Rows from a segmentation dataset »
######
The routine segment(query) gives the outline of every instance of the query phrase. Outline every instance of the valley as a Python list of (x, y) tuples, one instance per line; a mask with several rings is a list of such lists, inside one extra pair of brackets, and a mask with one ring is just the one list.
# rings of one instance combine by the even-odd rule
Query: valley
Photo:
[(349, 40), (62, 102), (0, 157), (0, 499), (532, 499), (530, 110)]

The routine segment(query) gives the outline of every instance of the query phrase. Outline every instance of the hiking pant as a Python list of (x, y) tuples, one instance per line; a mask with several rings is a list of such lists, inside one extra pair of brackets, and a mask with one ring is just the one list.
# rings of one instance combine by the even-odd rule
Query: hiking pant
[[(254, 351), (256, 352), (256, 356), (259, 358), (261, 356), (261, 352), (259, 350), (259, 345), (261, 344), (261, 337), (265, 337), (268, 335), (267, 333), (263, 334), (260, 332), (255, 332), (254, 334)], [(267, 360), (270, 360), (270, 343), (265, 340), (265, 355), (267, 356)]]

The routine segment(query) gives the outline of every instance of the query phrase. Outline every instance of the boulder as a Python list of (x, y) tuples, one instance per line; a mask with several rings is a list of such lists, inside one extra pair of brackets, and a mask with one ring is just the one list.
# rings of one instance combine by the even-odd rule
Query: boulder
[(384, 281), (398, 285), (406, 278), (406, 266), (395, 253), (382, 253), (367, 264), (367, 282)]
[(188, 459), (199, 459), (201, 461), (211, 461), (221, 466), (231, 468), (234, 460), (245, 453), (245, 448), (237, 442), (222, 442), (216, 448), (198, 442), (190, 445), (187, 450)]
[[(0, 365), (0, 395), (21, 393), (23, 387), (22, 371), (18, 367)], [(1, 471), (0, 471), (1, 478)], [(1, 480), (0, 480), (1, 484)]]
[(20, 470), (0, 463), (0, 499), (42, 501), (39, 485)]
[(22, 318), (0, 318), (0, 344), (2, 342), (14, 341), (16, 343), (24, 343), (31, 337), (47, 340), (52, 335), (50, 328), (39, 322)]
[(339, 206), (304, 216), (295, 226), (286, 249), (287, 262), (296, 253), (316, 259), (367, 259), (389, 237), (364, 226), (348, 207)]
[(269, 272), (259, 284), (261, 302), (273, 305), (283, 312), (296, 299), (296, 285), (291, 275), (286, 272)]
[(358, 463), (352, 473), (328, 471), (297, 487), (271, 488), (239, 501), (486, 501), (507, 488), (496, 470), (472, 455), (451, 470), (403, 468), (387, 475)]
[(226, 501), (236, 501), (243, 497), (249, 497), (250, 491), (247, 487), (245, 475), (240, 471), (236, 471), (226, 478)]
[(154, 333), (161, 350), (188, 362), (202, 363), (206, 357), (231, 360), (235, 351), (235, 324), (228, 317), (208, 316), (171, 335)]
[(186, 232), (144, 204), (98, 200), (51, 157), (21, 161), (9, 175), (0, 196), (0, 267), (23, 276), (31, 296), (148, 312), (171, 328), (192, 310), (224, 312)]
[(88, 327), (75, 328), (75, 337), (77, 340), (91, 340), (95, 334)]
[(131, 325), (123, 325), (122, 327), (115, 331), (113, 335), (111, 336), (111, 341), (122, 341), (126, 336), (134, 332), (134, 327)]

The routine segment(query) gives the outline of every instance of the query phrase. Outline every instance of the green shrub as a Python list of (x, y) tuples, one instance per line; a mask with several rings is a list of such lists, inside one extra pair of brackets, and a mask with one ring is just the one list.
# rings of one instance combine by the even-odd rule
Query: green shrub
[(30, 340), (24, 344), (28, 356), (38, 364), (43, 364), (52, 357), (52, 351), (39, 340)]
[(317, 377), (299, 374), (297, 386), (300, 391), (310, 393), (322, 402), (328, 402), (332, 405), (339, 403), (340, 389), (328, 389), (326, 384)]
######
What you should do » Reproduce every item above word for word, changing nothing.

Answer to this task »
The routine segment(query) gives the outline of every instance of the query phrase. Outline every instance of the valley as a Python list of (x, y) tuples, one instance per line; a mask with several rings is a list of such lists, inside one extra pair of brackets, and a mask with one ring is just the one list.
# rings of one instance combine by the even-odd rule
Query: valley
Photo:
[(349, 40), (62, 102), (0, 157), (0, 499), (532, 499), (530, 110)]

The routine segment(query) gives the outline of every instance of the query phrase. Outline every instance of the hiking pant as a Python list of (x, y) tuples, one instance per line; a mask with several rings is a list of such lists, inside one extra pair of brackets, and a mask with one ring is just the one list.
# rings of one instance combine by the even-odd rule
Query: hiking pant
[[(254, 351), (256, 352), (256, 356), (259, 358), (261, 356), (261, 352), (259, 350), (259, 345), (261, 344), (261, 337), (265, 337), (268, 335), (267, 333), (263, 334), (260, 332), (255, 332), (254, 334)], [(267, 360), (270, 360), (270, 343), (265, 340), (265, 355), (267, 356)]]

The routine segment(query) gives the outline of every instance of the query phrase. Outline every instance of the boulder as a Python list of (x, y) tuples, one instance per line; a mask with several rings is a list of such lists, inside one extra pair of brackets, and a mask with one ring is just the one list.
# rings of one instance combine by the even-odd rule
Query: boulder
[(384, 281), (398, 285), (406, 278), (406, 266), (395, 253), (382, 253), (367, 264), (367, 282)]
[(188, 459), (199, 459), (201, 461), (211, 461), (221, 466), (231, 468), (234, 460), (245, 453), (245, 448), (237, 442), (222, 442), (216, 448), (198, 442), (190, 445), (187, 450)]
[[(0, 365), (0, 395), (21, 393), (23, 387), (22, 371), (18, 367)], [(1, 471), (0, 471), (1, 478)], [(1, 480), (0, 480), (1, 484)]]
[(20, 470), (0, 463), (0, 499), (42, 501), (39, 485)]
[(22, 318), (0, 318), (0, 344), (2, 342), (14, 341), (16, 343), (24, 343), (31, 337), (47, 340), (52, 335), (50, 328), (39, 322)]
[(339, 206), (304, 216), (295, 226), (286, 249), (287, 262), (296, 253), (316, 259), (367, 259), (389, 237), (364, 226), (348, 207)]
[(269, 272), (259, 284), (261, 302), (273, 305), (283, 312), (296, 299), (296, 285), (291, 275), (286, 272)]
[(358, 463), (352, 473), (328, 471), (297, 487), (271, 488), (239, 501), (486, 501), (507, 488), (496, 470), (472, 455), (451, 470), (403, 468), (387, 475)]
[(226, 501), (236, 501), (243, 497), (249, 497), (250, 491), (247, 487), (245, 475), (240, 471), (236, 471), (226, 478)]
[(154, 333), (161, 350), (188, 362), (202, 363), (206, 357), (231, 360), (235, 351), (235, 324), (228, 317), (208, 316), (171, 335)]
[(186, 232), (144, 204), (98, 200), (51, 157), (21, 161), (9, 175), (0, 196), (0, 267), (23, 276), (31, 296), (148, 312), (171, 328), (192, 310), (224, 312)]
[(88, 327), (75, 328), (75, 337), (77, 340), (91, 340), (95, 334)]
[(131, 325), (123, 325), (122, 327), (115, 331), (113, 335), (111, 336), (111, 341), (122, 341), (126, 336), (134, 332), (134, 327)]

The routine segment(query) gives the outline of every instance of the query phrase. Outline every instance of the green shrub as a Python list of (x, y) tuples, one instance per line; a mask with several rings is a list of such lists, inside one extra pair of brackets, and a mask with one ring is just the one list.
# rings of one instance combine by the even-odd rule
Query: green shrub
[(30, 340), (24, 344), (28, 356), (38, 364), (43, 364), (52, 357), (52, 351), (39, 340)]
[(317, 377), (299, 374), (297, 386), (300, 391), (310, 393), (322, 402), (328, 402), (332, 405), (339, 403), (340, 389), (328, 389), (326, 384)]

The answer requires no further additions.